→ STATED TASK:
Transcribe the full listing below exactly.

"""

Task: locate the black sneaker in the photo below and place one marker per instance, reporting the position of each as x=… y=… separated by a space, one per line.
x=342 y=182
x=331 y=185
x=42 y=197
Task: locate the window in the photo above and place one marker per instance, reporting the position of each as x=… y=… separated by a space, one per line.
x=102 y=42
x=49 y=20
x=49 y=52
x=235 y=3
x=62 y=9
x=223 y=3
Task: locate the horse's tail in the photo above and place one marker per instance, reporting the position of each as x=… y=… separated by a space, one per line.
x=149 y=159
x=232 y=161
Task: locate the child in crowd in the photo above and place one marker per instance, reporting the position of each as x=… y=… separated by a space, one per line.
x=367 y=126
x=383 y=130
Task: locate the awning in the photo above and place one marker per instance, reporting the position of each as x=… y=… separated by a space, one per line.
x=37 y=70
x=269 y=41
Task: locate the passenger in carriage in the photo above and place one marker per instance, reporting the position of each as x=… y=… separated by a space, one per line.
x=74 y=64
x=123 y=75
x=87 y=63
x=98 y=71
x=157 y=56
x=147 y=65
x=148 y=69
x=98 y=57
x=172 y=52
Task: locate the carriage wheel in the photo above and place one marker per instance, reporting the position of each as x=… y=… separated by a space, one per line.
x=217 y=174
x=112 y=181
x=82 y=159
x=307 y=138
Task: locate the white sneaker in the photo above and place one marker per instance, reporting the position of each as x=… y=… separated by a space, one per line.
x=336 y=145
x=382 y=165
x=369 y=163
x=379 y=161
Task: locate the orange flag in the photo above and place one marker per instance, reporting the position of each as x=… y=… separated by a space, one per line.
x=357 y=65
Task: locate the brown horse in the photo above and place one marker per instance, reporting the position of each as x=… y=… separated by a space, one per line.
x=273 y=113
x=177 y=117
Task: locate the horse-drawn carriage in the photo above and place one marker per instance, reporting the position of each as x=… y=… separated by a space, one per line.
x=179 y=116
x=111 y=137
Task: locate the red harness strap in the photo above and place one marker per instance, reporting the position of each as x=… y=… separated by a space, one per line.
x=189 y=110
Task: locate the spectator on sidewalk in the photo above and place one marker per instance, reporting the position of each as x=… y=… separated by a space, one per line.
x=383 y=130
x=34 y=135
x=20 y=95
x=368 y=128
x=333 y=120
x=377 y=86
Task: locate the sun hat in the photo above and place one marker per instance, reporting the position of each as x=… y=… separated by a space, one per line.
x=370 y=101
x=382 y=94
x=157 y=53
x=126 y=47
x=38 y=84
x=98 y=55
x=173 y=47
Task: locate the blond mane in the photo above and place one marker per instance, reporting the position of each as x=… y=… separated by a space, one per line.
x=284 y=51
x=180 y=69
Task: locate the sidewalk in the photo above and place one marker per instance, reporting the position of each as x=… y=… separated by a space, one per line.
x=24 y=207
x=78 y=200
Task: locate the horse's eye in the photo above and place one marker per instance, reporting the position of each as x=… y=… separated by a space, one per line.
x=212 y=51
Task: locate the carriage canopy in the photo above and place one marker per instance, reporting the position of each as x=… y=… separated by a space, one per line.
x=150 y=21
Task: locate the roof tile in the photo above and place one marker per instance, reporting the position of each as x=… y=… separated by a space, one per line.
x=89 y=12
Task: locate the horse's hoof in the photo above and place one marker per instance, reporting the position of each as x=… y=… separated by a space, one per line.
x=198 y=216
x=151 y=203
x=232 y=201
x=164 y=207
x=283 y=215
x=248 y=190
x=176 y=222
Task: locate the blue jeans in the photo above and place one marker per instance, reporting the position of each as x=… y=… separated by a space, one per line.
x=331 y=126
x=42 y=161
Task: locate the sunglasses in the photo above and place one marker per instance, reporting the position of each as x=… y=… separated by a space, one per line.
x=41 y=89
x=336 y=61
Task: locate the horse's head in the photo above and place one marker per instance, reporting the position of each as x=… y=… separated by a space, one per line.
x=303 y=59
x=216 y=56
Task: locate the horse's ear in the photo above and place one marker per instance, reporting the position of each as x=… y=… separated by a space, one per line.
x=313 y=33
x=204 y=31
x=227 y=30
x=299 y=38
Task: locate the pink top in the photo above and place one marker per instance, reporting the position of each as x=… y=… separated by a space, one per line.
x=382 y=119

"""

→ SOLVED PROBLEM:
Task: locate the black sneaker in the photo below and place one marker per instance, reporting the position of each as x=… y=… separated by a space, one per line.
x=342 y=182
x=331 y=185
x=42 y=197
Task: locate the window in the photo above and place one marker per instance, reporting the position of each as x=… y=… separated by a space, one per line.
x=102 y=42
x=49 y=20
x=49 y=52
x=235 y=3
x=62 y=9
x=223 y=3
Task: locate the horse's tail in the photo above and place one marker per instance, reporting the position of each as x=… y=… separated by a space, one per line.
x=149 y=159
x=232 y=161
Task: locate the child in crowd in the photo above and place one marker per instance, reporting the position of each as x=… y=… separated by a space, one per line.
x=367 y=126
x=383 y=130
Task: locate the awning in the photo above and place one marker per instance, reporting the position of each as x=… y=… separated by a space, one per line.
x=37 y=70
x=269 y=41
Task: locate the passenger in carriage in the photo above and place one marker per instance, reporting the position of each as x=… y=… separated by a space, one per line.
x=74 y=64
x=123 y=75
x=87 y=63
x=98 y=71
x=157 y=56
x=147 y=65
x=148 y=69
x=98 y=57
x=172 y=52
Task: locate the carriage wheel in the photo above and place one marker per instance, reporting the position of each as x=… y=… separated by a space, one per line.
x=217 y=174
x=112 y=181
x=82 y=159
x=307 y=138
Task: locate the white sneaker in the photo above and place one marker per instance, reporting the position of each as x=… y=… separated by a space, one per line.
x=336 y=145
x=382 y=165
x=369 y=163
x=379 y=161
Task: locate the orange flag in the photo above and place one marker per instance, reporting the position of each as x=… y=… separated by a space, one per line.
x=357 y=65
Task: locate the brown horse in the photo above and place one marker per instance, reporting the position of each as x=… y=… separated by a space, one per line.
x=273 y=113
x=177 y=117
Task: locate the horse-drawn carriage in the photo above and place one marker per instance, reporting the position of each as x=… y=… separated by a space, one per line.
x=179 y=116
x=111 y=137
Task: locate the red harness strap in the photo above and place one marker per instance, reporting the position of each as x=… y=… separated by a space, one per line.
x=189 y=110
Task: locate the spectator on sidewalk in the photo above and place one marker per instance, reporting the position of each as x=… y=… separated by a space, one per line.
x=383 y=130
x=34 y=135
x=20 y=95
x=368 y=128
x=333 y=120
x=377 y=86
Task: locate the sun hat in the photo above and place one marker per instance, reporting the position of each as x=… y=… separated by a space, one per line.
x=370 y=101
x=382 y=94
x=157 y=53
x=126 y=47
x=38 y=84
x=98 y=55
x=173 y=47
Task: locate the blond mane in the photo above and place one marker per instance, reporting the position of each as x=… y=… separated by a space, one per line.
x=284 y=51
x=180 y=69
Task: locate the sidewalk in the photo above and place one marker per instance, reporting the position of each as x=… y=… separated by a space, one per line.
x=24 y=207
x=78 y=200
Task: locate the horse's eye in the photo above and place one marker per instance, reporting the position of each as x=… y=… separated by a space, one per line.
x=212 y=51
Task: locate the carriage canopy in the photo above and place one marker per instance, reporting the position of each as x=… y=… separated by a space, one per line.
x=150 y=21
Task: locate the roof tile in the photo above and place one marker per instance, reporting the position of each as x=… y=… separated by a space, one per line.
x=89 y=12
Task: locate the horse's hoof in the photo above and place one marker per instance, reporting the position of each as x=… y=… separated by a space, one per line.
x=198 y=216
x=151 y=203
x=232 y=201
x=164 y=207
x=283 y=215
x=248 y=190
x=176 y=222
Task: locate the blue jeans in the photo above and place one marker per instance, reporting the position of each as x=… y=… separated by a space, one per line.
x=331 y=126
x=42 y=161
Task: locate the sunglasses in the photo above and place one marker per instance, reporting the position of each as x=… y=… separated by a space, one per line.
x=41 y=89
x=336 y=61
Task: locate the horse's head in the photo above and place one marker per instance, reporting the position of each as x=… y=… separated by a space, one per line.
x=303 y=59
x=216 y=56
Task: locate the horse's ear in the photo above and place one marker per instance, reporting the position of each as x=… y=… separated by a space, one per line.
x=313 y=33
x=204 y=31
x=227 y=30
x=299 y=38
Task: locate the pink top in the photo above and place one marker per instance, reporting the position of each as x=… y=… separated by a space, one per line.
x=382 y=119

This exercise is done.